• [EXCERPT PROVIDED]:
_ _ _

Calculating the velocity of the center of mass of a system

[kunparekh18]

Hello everyone. First post here. I'll go the question straightaway.

Homework Statement

A gun of mass "M" placed on a smooth horizontal surface fires a bullet of mass "m" with a velocity "u" at an angle "θ" with the horizontal (ground). The velocity of the center of mass of the gun+bullet system after firing is (in terms of M,m,u and θ)?

Homework Equations

I know the velocity of the center of mass is given by the equation

v = mv / m

The Attempt at a Solution

I expanded the above equation to V = (Mv1 + mv2)/(M+m), where v2 and v1 are the velocities of masses M and m after firing.

However, I do not know what values to substitute for v1 and v2. I substituted v2 to be ucosθ as it is along the horizontal, and then used the conservation of linear momentum principle to get v1=-mucosθ/M

substituting these values if the original formula, I got a wrong answer. The final answer is supposed to be

musinθ/(M+m)

What mistake have I done here? Thanks in advance for explaining.

 

[TSny]

Hello, kunparekh18. Welcome to PF!

Did you consider separately the x (horizontal) and y (vertical) components of the velocity of the center of mass?

Since there are no external forces in the x direction, you should be able to deduce the final x-component of the velocity of the CM without any calculation.

 

[kunparekh18]

Hello, kunparekh18. Welcome to PF!

Did you consider separately the x (horizontal) and y (vertical) components of the velocity of the center of mass?

Since there are no external forces in the x direction, you should be able to deduce the final x-component of the velocity of the CM without any calculation.

Thanks!

I did consider the x and y components of the velocity of the center of mass separately.

As you said, there is no external force acting along the x axis, so I can apply conservation of linear momentum there.

0 + 0 = Mv1 + mucosθ

==> v1 = -(mucosθ)/M

So with that and my initial equation, I get the x component of the velocity of the center of mass to be 0.

_ _ _

[Collected data entries]

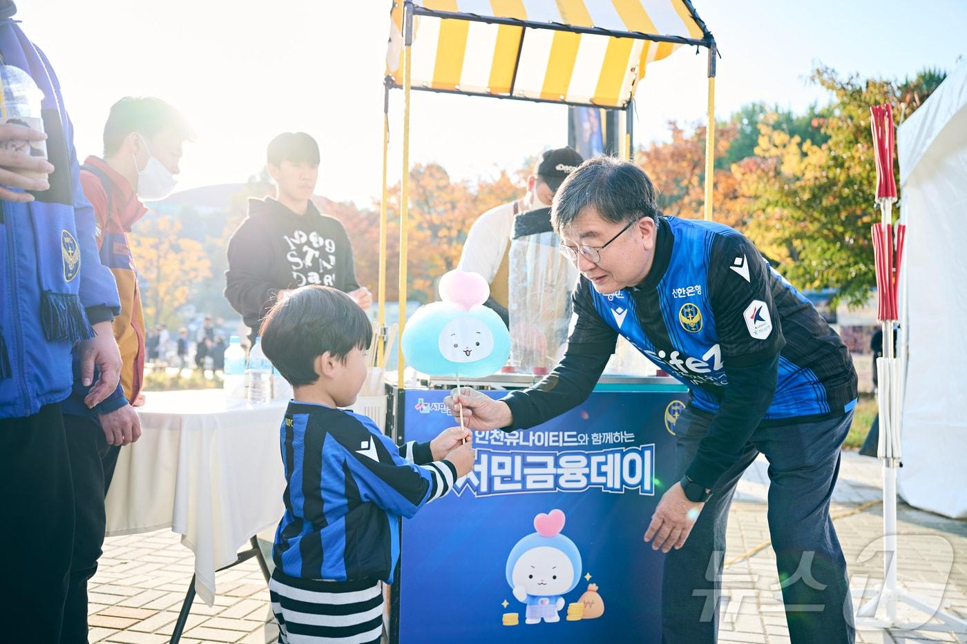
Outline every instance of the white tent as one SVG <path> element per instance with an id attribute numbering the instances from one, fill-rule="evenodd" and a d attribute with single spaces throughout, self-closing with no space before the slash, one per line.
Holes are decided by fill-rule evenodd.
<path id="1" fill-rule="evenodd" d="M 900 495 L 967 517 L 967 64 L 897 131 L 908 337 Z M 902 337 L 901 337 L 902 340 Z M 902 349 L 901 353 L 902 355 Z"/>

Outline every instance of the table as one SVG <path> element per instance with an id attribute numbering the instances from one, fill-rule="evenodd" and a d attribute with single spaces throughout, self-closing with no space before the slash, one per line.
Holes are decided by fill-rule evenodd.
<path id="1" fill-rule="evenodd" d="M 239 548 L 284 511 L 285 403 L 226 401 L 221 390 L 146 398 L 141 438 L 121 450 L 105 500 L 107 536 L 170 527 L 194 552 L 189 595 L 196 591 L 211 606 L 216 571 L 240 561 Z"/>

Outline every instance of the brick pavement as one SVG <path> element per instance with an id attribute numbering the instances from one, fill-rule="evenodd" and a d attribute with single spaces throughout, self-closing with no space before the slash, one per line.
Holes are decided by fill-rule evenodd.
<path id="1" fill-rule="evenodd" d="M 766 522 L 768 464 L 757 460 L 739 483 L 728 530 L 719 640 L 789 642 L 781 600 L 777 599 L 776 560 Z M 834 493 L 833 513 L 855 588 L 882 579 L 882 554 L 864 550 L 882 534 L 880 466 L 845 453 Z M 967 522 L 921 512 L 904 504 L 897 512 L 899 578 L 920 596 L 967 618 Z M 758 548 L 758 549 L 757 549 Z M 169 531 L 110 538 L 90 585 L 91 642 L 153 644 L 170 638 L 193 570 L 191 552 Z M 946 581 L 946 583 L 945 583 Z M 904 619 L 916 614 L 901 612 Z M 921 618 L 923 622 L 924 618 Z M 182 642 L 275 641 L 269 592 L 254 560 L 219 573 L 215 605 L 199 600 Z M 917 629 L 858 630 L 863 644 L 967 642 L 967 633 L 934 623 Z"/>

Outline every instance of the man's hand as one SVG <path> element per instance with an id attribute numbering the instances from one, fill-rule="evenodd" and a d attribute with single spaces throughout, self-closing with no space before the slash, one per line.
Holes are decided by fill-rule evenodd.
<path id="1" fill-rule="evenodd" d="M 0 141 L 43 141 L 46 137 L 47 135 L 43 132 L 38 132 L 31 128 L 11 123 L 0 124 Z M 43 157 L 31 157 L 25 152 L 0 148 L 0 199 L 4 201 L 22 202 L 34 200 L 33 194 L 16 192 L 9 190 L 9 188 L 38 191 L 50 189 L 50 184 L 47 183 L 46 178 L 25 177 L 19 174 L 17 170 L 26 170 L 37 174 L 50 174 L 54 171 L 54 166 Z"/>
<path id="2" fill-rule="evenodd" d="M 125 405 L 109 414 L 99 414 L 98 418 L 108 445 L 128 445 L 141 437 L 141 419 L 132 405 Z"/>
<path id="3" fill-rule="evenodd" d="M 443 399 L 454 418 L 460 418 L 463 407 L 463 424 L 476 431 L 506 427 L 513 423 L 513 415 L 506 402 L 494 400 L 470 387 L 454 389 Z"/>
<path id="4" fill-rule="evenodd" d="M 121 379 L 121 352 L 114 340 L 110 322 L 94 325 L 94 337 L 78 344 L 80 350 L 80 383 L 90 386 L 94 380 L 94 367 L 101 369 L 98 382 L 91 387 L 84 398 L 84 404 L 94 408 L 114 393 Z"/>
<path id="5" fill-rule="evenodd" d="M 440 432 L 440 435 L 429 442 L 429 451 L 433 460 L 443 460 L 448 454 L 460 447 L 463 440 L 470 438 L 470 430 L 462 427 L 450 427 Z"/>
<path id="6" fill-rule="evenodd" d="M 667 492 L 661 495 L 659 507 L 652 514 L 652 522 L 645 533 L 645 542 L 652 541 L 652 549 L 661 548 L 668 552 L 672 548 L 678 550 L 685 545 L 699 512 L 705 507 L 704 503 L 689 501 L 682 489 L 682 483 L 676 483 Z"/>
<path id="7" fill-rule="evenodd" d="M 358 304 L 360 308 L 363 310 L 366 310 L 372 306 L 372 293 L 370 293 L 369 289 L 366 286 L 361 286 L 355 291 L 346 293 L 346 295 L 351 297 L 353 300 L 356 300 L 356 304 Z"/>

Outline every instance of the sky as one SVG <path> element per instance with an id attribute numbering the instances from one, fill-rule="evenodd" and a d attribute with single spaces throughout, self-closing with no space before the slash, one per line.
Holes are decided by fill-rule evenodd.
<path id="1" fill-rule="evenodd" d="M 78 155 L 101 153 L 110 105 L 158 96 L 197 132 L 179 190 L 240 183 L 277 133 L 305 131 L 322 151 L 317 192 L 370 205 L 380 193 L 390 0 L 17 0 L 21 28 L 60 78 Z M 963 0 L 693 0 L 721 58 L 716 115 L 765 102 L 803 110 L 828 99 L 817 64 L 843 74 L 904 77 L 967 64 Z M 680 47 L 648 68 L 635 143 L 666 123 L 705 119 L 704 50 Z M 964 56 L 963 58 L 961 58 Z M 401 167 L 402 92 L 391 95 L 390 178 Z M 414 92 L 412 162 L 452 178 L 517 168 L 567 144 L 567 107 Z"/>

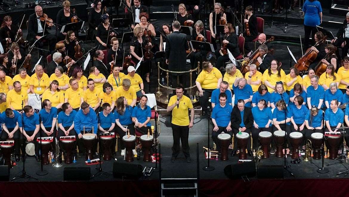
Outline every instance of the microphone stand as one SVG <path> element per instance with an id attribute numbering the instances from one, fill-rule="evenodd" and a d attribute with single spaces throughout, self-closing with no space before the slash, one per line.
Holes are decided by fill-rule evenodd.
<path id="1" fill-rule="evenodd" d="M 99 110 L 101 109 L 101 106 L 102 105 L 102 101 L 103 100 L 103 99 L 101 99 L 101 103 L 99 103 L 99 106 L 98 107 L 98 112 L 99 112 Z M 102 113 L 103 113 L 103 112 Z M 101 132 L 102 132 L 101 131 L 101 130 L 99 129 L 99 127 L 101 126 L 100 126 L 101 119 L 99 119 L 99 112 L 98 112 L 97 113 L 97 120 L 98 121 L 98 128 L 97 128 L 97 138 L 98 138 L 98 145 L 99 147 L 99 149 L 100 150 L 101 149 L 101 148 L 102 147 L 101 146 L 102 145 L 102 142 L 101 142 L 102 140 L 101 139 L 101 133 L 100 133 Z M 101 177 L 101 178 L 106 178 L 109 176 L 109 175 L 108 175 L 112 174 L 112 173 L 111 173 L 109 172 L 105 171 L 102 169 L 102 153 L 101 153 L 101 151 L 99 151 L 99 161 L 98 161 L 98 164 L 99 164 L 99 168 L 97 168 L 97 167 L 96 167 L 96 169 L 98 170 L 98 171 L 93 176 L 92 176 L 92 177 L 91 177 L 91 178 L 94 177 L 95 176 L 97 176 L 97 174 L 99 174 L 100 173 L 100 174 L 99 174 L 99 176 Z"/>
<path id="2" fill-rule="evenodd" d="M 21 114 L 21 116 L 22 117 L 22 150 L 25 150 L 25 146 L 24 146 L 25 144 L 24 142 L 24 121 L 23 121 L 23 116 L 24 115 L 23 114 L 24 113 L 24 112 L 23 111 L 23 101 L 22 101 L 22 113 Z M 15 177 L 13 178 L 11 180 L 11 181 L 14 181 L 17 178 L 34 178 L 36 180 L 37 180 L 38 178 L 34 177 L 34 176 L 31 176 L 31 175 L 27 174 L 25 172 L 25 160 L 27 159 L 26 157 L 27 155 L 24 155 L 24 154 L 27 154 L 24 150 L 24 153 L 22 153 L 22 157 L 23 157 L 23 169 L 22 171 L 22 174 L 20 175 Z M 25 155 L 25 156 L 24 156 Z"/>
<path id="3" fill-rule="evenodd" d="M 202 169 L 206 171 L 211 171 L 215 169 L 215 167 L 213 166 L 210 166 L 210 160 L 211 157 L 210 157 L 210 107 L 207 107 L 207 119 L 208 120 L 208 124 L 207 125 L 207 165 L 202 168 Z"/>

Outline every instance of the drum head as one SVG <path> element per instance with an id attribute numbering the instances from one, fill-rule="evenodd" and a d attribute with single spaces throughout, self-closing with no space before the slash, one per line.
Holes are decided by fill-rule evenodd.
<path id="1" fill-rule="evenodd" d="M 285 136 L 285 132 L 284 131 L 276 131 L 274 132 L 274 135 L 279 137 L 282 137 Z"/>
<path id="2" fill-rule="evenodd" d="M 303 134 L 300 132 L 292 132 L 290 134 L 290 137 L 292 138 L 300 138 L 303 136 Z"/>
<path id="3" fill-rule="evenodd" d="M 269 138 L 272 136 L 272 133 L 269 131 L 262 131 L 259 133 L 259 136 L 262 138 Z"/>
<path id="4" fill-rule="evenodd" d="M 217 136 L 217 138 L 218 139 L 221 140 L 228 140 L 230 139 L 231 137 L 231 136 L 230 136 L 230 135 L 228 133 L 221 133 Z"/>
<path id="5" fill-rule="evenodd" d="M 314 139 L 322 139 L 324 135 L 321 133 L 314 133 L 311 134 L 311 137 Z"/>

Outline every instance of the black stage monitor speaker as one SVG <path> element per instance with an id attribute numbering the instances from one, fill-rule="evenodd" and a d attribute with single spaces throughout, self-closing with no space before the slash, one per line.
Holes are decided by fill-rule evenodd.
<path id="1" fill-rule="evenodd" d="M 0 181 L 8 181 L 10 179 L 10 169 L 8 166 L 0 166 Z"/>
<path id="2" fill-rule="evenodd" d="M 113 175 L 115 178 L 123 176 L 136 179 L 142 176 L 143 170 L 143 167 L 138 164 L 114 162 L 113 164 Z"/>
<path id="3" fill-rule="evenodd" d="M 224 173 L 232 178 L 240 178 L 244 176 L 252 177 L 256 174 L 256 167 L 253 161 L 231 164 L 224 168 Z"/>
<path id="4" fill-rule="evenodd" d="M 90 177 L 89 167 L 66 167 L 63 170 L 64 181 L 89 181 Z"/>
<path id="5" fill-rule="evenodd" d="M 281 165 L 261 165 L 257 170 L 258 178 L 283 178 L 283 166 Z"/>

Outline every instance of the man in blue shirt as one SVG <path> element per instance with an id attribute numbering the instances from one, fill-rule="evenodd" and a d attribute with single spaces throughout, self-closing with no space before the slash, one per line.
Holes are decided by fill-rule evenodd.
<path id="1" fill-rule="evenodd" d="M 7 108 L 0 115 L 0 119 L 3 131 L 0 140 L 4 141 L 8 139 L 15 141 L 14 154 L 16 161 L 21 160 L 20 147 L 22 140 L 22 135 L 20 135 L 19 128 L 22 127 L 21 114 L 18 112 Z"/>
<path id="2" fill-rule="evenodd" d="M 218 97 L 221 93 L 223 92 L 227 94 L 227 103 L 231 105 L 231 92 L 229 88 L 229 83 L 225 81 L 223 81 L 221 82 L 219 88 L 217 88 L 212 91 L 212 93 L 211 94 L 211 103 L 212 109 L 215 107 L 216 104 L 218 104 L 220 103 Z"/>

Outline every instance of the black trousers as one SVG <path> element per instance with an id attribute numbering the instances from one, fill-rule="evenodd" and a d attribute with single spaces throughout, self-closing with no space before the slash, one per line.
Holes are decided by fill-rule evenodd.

_ _ _

• [EXERCISE REQUIREMENTS]: Carry on the forum thread about the center-of-mass velocity of the gun and bullet, starting after its last sentence. The records come from a different source than the text.

• [OUTPUT OF THE EXERCISE]:
Now there is one external force acting along the y axis, mg (weight of the bullet) (normal force by surface on M and weight Mg cancel out as there is no acceleration of M along y axis). How do I conserve momentum there?

By logic, I know that y component of velocity of M will be downwards in the -y direction, but since there is a surface there, there will be no displacement of the block in that direction. Hence, v1 along y-axis = 0. Using that and my first equation, I get the velocity of the center of mass to be

musinθ/M+m , which is perfectly correct. But how I do I derive that v1 along the y-axis is zero mathematically? I have got the answer, but I need a reasoning behind it (not for my homework, but for my own understanding. The question is multiple choice anyway :p )

 

[kunparekh18]

Bump?

 

[TSny]

I think your reasoning is fine.

The ground is a constraint that prevents the gun from moving in the negative y direction. So that's the reason you can set the final v_y for the gun equal to zero. I don't think there is a need to seek a mathematical reason.

 

[kunparekh18]

I think your reasoning is fine.

The ground is a constraint that prevents the gun from moving in the negative y direction. So that's the reason you can set the final v_y for the gun equal to zero. I don't think there is a need to seek a mathematical reason.

Thank you! I still have a doubt, what if the gun was shot downwards? Then the y component of the gun would be in the positive y direction? What would I do then? Thanks in advance.

 

[TSny]

I still have a doubt, what if the gun was shot downwards? Then the y component of the gun would be in the positive y direction? What would I do then? Thanks in advance.

What you would do in this case would depend on whether or not you can neglect the external impulse due to the force of gravity (weight) acting on the gun during the time of the explosion that propels the bullet.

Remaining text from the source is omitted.